→ PROMPT
The response should consist solely of the line containing "ear and give me the boxes" and the lines after it through the end of the listing below, repeated exactly.

→ EXERCISE MATERIALS
------------------------------------------------------------------------

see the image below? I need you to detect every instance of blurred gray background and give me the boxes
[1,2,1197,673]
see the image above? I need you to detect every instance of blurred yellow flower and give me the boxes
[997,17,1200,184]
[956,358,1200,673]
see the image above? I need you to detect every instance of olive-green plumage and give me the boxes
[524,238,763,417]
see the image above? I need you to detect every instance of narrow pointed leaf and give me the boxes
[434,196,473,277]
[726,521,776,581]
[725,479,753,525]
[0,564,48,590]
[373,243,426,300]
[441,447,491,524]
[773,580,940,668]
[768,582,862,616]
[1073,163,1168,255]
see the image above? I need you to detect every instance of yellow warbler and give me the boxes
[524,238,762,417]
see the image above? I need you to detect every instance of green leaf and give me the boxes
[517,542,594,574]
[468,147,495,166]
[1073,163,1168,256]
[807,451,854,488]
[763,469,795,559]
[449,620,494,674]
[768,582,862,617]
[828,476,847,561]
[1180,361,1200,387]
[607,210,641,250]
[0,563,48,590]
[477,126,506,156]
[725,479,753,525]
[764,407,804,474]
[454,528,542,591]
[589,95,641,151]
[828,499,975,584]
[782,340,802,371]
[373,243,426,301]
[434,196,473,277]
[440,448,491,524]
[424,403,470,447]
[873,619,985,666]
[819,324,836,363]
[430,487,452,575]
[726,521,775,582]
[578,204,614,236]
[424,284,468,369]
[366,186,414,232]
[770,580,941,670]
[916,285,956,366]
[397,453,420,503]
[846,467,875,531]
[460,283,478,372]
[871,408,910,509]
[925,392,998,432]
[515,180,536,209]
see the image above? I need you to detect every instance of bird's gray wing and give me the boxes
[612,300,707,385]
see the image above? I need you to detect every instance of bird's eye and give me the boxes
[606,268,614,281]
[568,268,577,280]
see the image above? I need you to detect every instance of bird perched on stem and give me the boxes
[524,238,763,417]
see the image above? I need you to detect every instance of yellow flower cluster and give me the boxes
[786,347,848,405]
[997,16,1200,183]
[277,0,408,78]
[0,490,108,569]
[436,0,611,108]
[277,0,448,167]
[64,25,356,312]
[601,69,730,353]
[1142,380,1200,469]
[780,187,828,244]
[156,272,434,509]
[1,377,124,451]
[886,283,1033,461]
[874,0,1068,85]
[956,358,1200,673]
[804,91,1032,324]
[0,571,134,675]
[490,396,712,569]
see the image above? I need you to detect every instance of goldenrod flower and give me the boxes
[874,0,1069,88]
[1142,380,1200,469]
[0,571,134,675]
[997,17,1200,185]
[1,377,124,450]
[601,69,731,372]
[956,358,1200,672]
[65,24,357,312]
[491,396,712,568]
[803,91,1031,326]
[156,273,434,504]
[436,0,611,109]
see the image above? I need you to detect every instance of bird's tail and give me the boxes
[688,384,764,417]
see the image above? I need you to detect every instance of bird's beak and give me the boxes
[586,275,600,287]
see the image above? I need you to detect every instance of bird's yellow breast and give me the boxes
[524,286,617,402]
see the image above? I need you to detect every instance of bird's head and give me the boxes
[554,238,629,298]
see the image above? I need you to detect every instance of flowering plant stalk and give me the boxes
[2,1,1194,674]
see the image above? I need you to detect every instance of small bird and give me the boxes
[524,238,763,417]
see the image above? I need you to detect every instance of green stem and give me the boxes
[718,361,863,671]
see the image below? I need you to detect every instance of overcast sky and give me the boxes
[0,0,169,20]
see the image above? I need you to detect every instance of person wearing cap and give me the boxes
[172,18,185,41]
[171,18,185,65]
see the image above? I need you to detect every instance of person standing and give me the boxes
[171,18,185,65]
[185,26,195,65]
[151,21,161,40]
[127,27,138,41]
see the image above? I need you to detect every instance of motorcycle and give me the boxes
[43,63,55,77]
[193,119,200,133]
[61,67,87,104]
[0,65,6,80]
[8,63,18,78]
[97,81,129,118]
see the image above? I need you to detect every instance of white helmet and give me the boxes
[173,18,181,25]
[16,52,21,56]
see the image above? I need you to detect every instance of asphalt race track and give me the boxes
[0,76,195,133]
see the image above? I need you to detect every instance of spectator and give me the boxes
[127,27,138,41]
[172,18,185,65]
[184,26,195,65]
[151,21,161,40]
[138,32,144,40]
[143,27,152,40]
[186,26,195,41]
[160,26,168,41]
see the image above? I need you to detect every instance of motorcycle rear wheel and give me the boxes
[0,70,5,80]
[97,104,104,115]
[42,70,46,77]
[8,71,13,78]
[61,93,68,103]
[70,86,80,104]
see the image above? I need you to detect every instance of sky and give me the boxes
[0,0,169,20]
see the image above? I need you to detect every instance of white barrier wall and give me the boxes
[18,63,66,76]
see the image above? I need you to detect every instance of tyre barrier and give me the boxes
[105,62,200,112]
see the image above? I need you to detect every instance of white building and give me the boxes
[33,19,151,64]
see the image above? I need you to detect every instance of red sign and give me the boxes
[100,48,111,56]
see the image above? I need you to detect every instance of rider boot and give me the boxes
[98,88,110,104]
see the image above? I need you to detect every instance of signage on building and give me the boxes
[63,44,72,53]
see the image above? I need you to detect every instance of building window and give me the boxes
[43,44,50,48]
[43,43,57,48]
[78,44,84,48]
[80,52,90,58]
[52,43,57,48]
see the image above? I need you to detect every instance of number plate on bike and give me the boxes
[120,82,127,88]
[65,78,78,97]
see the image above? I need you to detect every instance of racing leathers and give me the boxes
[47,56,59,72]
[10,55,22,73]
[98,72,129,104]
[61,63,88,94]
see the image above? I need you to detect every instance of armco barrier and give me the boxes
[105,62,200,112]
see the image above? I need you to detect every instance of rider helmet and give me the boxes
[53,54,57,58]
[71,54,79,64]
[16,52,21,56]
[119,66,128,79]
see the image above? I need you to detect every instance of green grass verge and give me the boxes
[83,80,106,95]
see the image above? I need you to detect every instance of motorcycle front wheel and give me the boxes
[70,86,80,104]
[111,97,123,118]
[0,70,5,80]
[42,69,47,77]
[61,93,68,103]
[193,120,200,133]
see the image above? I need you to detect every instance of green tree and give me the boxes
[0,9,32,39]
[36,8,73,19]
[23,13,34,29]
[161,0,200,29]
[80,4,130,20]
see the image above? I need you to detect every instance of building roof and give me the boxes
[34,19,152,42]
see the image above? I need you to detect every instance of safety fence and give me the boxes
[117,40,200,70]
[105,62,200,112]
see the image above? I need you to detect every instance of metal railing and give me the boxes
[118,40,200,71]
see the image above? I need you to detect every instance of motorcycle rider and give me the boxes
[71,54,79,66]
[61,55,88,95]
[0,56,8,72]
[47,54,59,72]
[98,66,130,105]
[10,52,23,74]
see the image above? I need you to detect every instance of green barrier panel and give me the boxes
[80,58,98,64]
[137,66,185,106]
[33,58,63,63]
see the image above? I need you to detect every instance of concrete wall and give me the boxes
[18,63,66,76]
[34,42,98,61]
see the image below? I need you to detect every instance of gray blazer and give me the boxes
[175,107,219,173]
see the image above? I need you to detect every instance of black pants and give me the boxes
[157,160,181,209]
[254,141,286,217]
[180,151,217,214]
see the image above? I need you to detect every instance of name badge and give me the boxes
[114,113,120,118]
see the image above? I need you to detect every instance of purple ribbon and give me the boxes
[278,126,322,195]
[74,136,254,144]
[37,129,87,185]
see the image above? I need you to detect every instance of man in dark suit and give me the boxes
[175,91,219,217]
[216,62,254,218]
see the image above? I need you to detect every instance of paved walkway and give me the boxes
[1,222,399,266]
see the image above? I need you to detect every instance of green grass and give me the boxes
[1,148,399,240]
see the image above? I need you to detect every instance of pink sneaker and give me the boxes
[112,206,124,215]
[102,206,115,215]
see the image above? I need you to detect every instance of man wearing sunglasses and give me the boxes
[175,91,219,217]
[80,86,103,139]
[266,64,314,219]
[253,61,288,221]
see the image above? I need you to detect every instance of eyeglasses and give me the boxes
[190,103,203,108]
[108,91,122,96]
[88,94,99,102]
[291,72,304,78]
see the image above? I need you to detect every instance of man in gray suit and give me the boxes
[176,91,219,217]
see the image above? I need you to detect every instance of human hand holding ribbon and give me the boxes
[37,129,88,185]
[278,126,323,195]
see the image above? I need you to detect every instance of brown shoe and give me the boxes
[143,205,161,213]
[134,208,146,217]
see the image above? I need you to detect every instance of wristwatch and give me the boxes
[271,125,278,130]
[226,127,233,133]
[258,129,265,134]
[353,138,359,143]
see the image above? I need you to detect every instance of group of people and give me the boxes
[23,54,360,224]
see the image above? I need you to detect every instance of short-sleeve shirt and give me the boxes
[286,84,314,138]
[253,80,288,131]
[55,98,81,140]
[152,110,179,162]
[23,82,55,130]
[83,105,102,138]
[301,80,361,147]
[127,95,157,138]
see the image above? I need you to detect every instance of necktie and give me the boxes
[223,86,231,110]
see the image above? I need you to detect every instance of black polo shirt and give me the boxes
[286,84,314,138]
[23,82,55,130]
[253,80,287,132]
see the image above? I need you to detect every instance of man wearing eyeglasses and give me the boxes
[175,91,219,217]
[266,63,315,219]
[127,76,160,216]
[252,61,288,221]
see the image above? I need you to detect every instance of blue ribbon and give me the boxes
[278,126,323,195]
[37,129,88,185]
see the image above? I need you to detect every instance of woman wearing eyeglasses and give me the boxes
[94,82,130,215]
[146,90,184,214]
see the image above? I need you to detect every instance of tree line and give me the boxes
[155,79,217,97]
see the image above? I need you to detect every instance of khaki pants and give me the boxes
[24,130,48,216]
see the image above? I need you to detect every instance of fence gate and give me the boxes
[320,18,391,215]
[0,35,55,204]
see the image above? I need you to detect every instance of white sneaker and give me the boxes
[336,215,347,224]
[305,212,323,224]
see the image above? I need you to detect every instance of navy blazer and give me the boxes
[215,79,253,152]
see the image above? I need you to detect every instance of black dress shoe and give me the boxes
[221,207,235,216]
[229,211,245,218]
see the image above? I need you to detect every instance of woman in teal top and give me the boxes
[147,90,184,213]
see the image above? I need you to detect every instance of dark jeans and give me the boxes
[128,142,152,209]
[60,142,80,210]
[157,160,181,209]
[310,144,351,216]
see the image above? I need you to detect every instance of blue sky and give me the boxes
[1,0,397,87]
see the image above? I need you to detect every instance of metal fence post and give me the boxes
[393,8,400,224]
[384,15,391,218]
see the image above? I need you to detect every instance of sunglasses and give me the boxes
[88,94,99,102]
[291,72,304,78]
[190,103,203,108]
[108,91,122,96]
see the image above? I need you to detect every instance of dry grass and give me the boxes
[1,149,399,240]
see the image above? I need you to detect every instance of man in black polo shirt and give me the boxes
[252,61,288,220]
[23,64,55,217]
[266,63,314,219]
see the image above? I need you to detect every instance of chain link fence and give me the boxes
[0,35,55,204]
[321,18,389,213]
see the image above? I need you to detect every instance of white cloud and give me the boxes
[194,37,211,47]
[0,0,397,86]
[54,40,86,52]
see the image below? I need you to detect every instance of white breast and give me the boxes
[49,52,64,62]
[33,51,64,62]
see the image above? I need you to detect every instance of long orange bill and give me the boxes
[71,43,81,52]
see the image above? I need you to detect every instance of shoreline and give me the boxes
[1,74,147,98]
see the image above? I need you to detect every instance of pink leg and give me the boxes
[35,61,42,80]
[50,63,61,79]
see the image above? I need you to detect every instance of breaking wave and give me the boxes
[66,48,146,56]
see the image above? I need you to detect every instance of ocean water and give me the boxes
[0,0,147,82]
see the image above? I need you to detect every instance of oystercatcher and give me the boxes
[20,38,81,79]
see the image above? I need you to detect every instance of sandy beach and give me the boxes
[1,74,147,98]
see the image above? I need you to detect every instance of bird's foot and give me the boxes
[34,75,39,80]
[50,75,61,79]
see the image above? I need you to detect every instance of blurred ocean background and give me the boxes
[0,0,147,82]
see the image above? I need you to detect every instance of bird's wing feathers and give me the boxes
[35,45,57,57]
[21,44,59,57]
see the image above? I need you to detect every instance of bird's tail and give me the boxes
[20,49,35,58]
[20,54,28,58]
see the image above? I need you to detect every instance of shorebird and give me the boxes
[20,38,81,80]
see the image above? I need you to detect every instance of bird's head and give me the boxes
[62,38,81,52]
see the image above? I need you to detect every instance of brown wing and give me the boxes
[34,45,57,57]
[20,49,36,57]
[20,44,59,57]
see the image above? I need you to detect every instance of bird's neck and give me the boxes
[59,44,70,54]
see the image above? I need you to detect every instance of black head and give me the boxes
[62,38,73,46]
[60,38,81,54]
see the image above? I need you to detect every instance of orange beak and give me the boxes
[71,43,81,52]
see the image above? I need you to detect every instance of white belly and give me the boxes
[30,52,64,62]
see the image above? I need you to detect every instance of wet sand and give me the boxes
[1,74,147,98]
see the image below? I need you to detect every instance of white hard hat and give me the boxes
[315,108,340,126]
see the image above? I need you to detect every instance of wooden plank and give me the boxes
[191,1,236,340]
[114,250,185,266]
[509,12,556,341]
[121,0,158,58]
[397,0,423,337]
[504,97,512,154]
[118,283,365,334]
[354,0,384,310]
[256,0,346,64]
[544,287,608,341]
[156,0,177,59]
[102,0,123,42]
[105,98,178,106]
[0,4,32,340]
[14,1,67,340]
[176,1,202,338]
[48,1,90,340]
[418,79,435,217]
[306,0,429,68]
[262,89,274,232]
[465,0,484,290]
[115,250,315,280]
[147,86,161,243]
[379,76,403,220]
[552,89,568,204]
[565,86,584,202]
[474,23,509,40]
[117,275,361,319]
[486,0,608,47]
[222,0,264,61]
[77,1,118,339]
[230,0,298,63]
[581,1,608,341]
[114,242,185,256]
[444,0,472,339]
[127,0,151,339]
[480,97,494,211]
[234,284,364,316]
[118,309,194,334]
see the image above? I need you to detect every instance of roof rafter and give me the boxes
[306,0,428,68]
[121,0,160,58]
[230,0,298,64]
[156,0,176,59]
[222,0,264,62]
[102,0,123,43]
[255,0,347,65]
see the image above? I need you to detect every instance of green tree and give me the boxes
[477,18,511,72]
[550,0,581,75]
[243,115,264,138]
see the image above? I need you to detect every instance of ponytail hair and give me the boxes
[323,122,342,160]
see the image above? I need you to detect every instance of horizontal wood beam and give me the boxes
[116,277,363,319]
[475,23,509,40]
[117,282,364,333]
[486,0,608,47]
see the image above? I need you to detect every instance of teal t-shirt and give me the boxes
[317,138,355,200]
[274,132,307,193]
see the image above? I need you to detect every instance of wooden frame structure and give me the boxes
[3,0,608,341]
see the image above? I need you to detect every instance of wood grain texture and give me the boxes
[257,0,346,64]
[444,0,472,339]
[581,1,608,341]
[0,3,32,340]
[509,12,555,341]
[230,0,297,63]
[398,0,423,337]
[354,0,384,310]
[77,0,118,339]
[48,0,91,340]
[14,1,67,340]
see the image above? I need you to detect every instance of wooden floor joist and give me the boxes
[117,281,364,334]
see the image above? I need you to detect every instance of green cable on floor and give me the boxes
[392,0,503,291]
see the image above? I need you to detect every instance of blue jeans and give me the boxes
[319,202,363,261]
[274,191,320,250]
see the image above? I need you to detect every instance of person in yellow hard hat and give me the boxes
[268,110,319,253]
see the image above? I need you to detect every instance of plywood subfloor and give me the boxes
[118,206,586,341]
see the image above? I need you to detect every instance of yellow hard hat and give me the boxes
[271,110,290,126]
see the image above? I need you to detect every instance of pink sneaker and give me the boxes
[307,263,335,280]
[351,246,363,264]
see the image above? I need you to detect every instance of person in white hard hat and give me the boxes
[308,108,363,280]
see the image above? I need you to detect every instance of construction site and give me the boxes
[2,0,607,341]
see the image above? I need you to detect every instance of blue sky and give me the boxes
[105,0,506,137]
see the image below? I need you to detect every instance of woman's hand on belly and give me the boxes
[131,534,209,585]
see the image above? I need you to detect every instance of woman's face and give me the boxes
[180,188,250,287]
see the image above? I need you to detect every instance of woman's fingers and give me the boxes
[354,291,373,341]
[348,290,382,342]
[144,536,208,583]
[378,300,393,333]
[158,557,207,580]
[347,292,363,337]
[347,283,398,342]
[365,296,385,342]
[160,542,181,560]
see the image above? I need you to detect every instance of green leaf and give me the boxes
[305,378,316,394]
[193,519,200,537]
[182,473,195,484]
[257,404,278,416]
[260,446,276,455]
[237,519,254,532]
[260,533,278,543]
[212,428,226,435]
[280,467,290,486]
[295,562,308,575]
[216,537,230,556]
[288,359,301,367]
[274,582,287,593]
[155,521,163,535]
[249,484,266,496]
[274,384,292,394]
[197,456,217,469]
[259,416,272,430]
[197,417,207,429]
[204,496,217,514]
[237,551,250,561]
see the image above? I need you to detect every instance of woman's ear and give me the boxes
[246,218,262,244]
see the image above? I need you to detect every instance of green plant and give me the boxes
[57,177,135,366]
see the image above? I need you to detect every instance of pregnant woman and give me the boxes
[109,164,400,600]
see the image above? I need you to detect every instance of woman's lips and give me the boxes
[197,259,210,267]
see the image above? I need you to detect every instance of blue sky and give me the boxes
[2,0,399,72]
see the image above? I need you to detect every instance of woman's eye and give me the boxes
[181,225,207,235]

------------------------------------------------------------------------

→ RESPONSE
see the image above? I need you to detect every instance of woman's ear and give me the boxes
[246,218,262,244]
see the image above? I need you to detect every instance of green plant and give me the boxes
[57,177,135,366]
see the image above? I need you to detect every instance of pregnant woman and give me the boxes
[109,164,400,600]
see the image above? I need you to detect every instance of woman's lips and give me the boxes
[197,259,210,267]
see the image above? I need you to detect every instance of blue sky and give me the boxes
[2,0,399,72]
see the image above? I need you to detect every instance of woman's eye and give me the boxes
[181,225,207,235]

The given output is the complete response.